**Consigne:** Pouvez-vous prolonger l'entretien ci-dessous sur le retour à l'agriculture en reprenant juste après sa dernière phrase ?

**Extrait de page:**
^^^^^^^^^^^^^^^^

Je voudrais d’abord vous remercier très sincèrement du fond de mon cœur d’être venu à moi jusqu’ici, dans mon retranchement, permettez-moi le terme. En même temps, je voudrais profiter pour envoyer mon salut fraternel et patriotique à tous les amis togolais, au Togo et de par le monde. Evidemment, comme vous l’avez si bien dit, j’ai un peu disparu, ou bien je me suis un peu retiré. Disparu, c’est trop dire.
La question est de savoir ce que je suis devenu. Comme vous le voyez, vous me rencontrez dans une ferme, dans un village, ça doit vous donner déjà une idée. Je suis retourné à la terre. Je suis retourné à la terre veut dire que je suis retourné au métier de mes ancêtres. Ce métier qui m’a nourri. Bref, je suis devenu agriculteur.
Du terrain politique à la l’agriculture, il y a un grand pas. Pourquoi avez-vous choisi de vous investir dans ce secteur d’activité ?
Un pas de la politique à l’agriculture, je ne crois pas. Puisque pour moi, la politique est un tout. Même dans l’histoire, l’agriculture est la première activité de l’homme. Du moment où elle constitue cette première activité de l’homme, elle est partie intégrante de l’organisation sociale, donc de la politique. Je trouve tout à fait normal que si la politique ne porte pas, il faut retourner à quelque chose qu’on connaît bien. Et ce que je connais bien, c’est l’agriculture. Parce que c’est elle qui m’a nourri. Je dis ça parce que mes parents étaient des paysans et je trouve mieux que de retourner à l’agriculture.
On imagine que le choix de cette localité, n’est pas un hasard. Quels en sont les avantages ?
Si je dois vous dire pourquoi et comment je suis venu ici, c’est toute une longue histoire. Mais toujours est-il que pour pratiquer l’agriculture, il faut un certain nombre de conditions. D’abord, il faut la terre disponible. Ici, j’ai trouvé cette terre disponible, abondante et fertile. La première condition est remplie. La deuxième condition qui est aussi remplie, c’est que nous sommes dans une zone où il pleut bien. Et la pluie constitue un élément important pour l’agriculture. Si vous me demandez pourquoi j’ai porté mon choix sur ce village, je vous dirai que c’est un heureux hasard. Le chemin m’a été frayé par une de mes nièces.

^^^^^^^^^^^^^^^^

**Jeu de données:**
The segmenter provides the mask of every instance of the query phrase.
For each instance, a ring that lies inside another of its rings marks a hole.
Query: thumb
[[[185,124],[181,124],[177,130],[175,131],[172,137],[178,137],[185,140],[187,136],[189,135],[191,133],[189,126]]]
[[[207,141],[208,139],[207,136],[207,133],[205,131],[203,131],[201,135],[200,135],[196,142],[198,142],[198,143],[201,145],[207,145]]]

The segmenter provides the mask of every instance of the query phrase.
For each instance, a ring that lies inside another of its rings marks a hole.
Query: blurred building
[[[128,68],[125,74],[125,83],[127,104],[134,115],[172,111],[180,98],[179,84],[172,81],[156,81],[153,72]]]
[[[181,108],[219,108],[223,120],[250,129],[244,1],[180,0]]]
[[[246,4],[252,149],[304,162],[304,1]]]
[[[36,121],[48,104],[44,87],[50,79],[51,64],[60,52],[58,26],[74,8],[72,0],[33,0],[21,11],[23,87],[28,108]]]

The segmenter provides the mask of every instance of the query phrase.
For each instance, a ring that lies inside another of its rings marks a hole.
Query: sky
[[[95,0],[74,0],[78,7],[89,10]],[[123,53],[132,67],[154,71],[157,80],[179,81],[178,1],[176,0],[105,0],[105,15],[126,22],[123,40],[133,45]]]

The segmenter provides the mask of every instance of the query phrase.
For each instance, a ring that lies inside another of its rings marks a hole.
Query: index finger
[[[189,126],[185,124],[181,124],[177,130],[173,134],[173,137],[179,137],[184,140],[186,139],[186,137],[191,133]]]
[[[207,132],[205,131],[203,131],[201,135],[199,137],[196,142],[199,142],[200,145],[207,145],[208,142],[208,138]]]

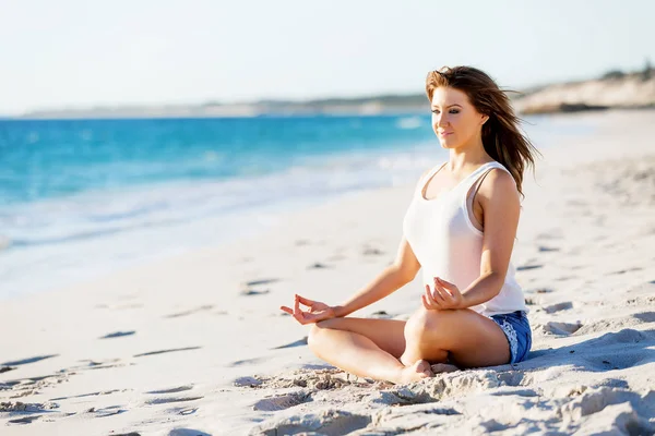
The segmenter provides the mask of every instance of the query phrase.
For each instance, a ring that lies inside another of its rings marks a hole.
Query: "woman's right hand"
[[[308,306],[309,311],[300,310],[300,304]],[[293,315],[300,324],[312,324],[336,317],[334,307],[319,301],[308,300],[298,294],[296,294],[293,310],[287,306],[281,306],[279,308]]]

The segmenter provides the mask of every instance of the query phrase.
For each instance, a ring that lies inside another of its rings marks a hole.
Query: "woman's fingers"
[[[298,295],[295,295],[295,298],[294,298],[294,316],[298,313],[300,313],[300,300],[298,299]]]
[[[422,298],[425,299],[429,308],[439,308],[440,307],[439,302],[437,300],[434,300],[434,296],[432,295],[432,292],[430,291],[429,284],[426,284],[426,292],[422,295]]]
[[[439,282],[434,279],[434,300],[444,305],[448,303],[448,298],[450,296],[446,292],[444,292],[443,288],[439,286]]]
[[[457,286],[454,284],[454,283],[451,283],[450,281],[445,281],[445,280],[443,280],[443,279],[441,279],[439,277],[434,277],[434,281],[438,281],[439,284],[442,288],[445,288],[449,291],[449,293],[451,293],[451,294],[452,293],[460,293],[460,289],[457,288]]]
[[[306,299],[305,296],[300,296],[298,294],[296,294],[296,296],[298,298],[298,301],[300,301],[300,303],[305,304],[308,307],[311,307],[315,303],[315,301]]]
[[[291,307],[279,306],[279,308],[282,308],[284,312],[288,313],[289,315],[294,314],[294,310]]]

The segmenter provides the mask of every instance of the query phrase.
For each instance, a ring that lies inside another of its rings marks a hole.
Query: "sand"
[[[653,434],[655,111],[555,117],[596,128],[539,144],[525,178],[526,361],[394,386],[311,354],[278,306],[296,292],[337,304],[395,256],[413,186],[368,191],[3,302],[0,434]],[[406,319],[419,277],[354,315]]]

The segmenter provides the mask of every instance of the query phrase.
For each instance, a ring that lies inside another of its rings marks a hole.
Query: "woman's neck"
[[[480,142],[469,147],[452,148],[446,168],[453,172],[458,172],[467,167],[478,167],[491,160],[493,159],[487,154]]]

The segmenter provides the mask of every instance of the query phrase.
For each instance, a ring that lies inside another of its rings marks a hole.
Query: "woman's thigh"
[[[469,308],[428,311],[420,308],[417,317],[420,347],[449,352],[452,363],[461,367],[501,365],[510,362],[510,344],[496,322]],[[415,319],[408,319],[408,327]]]
[[[405,351],[404,320],[344,317],[319,322],[314,328],[345,330],[366,336],[396,359]]]

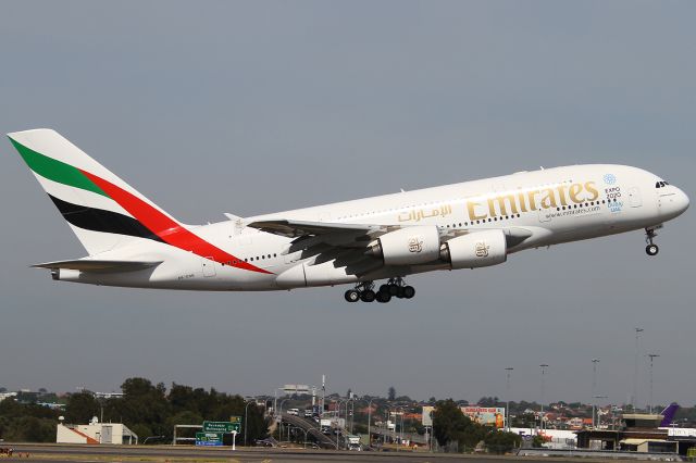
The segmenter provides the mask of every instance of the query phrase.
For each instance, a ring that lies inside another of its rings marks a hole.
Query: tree
[[[490,453],[508,453],[513,448],[519,447],[522,438],[514,433],[504,433],[490,430],[485,437],[484,442]]]
[[[440,400],[435,404],[433,429],[442,447],[457,442],[459,449],[475,447],[489,433],[485,426],[469,420],[452,399]]]

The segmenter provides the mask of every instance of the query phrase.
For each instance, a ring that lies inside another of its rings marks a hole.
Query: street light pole
[[[370,401],[368,402],[368,446],[372,447],[372,434],[370,434],[371,430],[371,426],[372,426],[372,401],[374,399],[370,399]]]
[[[607,399],[607,396],[593,396],[593,399]],[[595,401],[593,400],[592,404],[592,426],[595,427]],[[599,423],[599,406],[597,406],[597,427],[599,427],[601,423]]]
[[[657,353],[648,353],[648,356],[650,358],[650,410],[648,413],[652,413],[652,362],[660,355]]]
[[[244,445],[245,447],[247,446],[247,428],[249,427],[249,410],[247,408],[251,402],[252,401],[250,400],[244,405]]]
[[[633,413],[635,413],[636,406],[638,406],[638,356],[639,356],[639,346],[641,346],[641,333],[645,329],[643,328],[634,328],[635,329],[635,370],[633,372]]]
[[[510,373],[513,371],[514,368],[512,366],[507,366],[505,368],[506,371],[506,393],[507,393],[507,404],[505,408],[506,414],[508,415],[507,418],[505,420],[505,426],[508,429],[508,433],[510,431]]]
[[[595,428],[595,395],[597,392],[597,364],[599,359],[592,360],[592,428]]]
[[[542,363],[539,367],[542,368],[542,414],[539,416],[539,429],[544,430],[544,375],[546,375],[548,364]]]
[[[281,400],[281,409],[278,410],[278,440],[282,442],[283,441],[283,404],[285,402],[287,402],[290,399],[283,399]]]

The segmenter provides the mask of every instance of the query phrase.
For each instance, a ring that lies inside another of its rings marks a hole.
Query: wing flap
[[[55,261],[34,264],[35,268],[70,268],[80,272],[135,272],[161,264],[162,261],[104,261],[95,259],[77,259],[72,261]]]

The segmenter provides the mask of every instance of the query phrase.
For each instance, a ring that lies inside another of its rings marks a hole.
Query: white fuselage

^^^^^^^^^^^^^^^^

**Réponse rédigée:**
Un jour j’étais revenu d’Allemagne où je résidais, et dans ma question de savoir où se trouvait cette nièce. On me fait savoir qu’elle est dans la région de Tadjébou en train de pratiquer l’agriculture. Je lui ai rendu visite, j’ai trouvé la région très belle, très accueillante. Et un heureux hasard devient une réalité. Je me suis installé. Je m’y plais.
La plupart de ces genres d’activité se limite à une agriculture de subsistance. C’est le cas chez vous ou vous arrivez à en produire en abondance et trouvez des débouchés pour vos produits ?
(Rire) J’ai l’habitude de dire à ceux qui me visitent ici, que compte tenu de ce que je fais, c’est plutôt un hobbie pour moi. Vous me connaissez, je dépasse aujourd’hui le stade de l’agriculture de subsistance. Tout compte fait, j’étais un grand fonctionnaire, j’avais un salaire. Je ne pouvais plus dire que je pratique l’agriculture pour ma survie. Mais étant né de parents agriculteurs, j’ai gardé dans mon sang l’agriculture. Et ici, ce n’est pas non plus pour m’enrichir que je pratique l’agriculture. C’est en souvenir justement de ce que je fus dans mes premières années d’enfance. Bref, d’abord c’est un hobbie, et finalement, un hobbie intéressant. Ça me permet de me main tenir physiquement, intellectuellement, du point de vue santé, je respire de l’air naturel et je prends plaisir en voyant mes produits pousser. C’est un peu de tout, et ne me dites pas que c’est une mauvaise nostalgie.
Quels sont les produits issus de vos récoltes ?
Les produits que sais faire, c’est d’abord le maïs, parce que je suis d’une région où l’alimentation de base est la pâte. La deuxième culture, c’est le manioc. Vous savez, comme je viens de vous le dire, mes souvenirs me rappellent encore aujourd’hui que quand j’allais à l’école, dans notre région, mes camarades et moi avions dans nos poches du gari. On en mettait en abondance et lorsqu’on achetait du véhi (haricot), pour que le véhi puisse remplir nos ventres, on mettait beaucoup de gari dedans. Aussi, nos parents cultivaient beaucoup le manioc qui constitue une culture de rente pour eux. C’est de ça qu’ils tiraient les revenus pour nous envoyer à l’école. Et nos mamans faisaient du gari et autres produits à partir du manioc. Donc nous mettons un grand accent sur le manioc. Autre chose, il y a les cultures maraîchères qui poussent très bien ici : les gombos, les piments, etc. j’ai oublié, à part les maniocs, nous faisons aussi l’igname et la patate douce. Voilà en quelque sorte l’ensemble des produits que nous faisons dans nos champs, et ça pousse bien. Dieu merci.
Vous faites aussi de l’élevage. Quels types d’animaux élevez-vous ?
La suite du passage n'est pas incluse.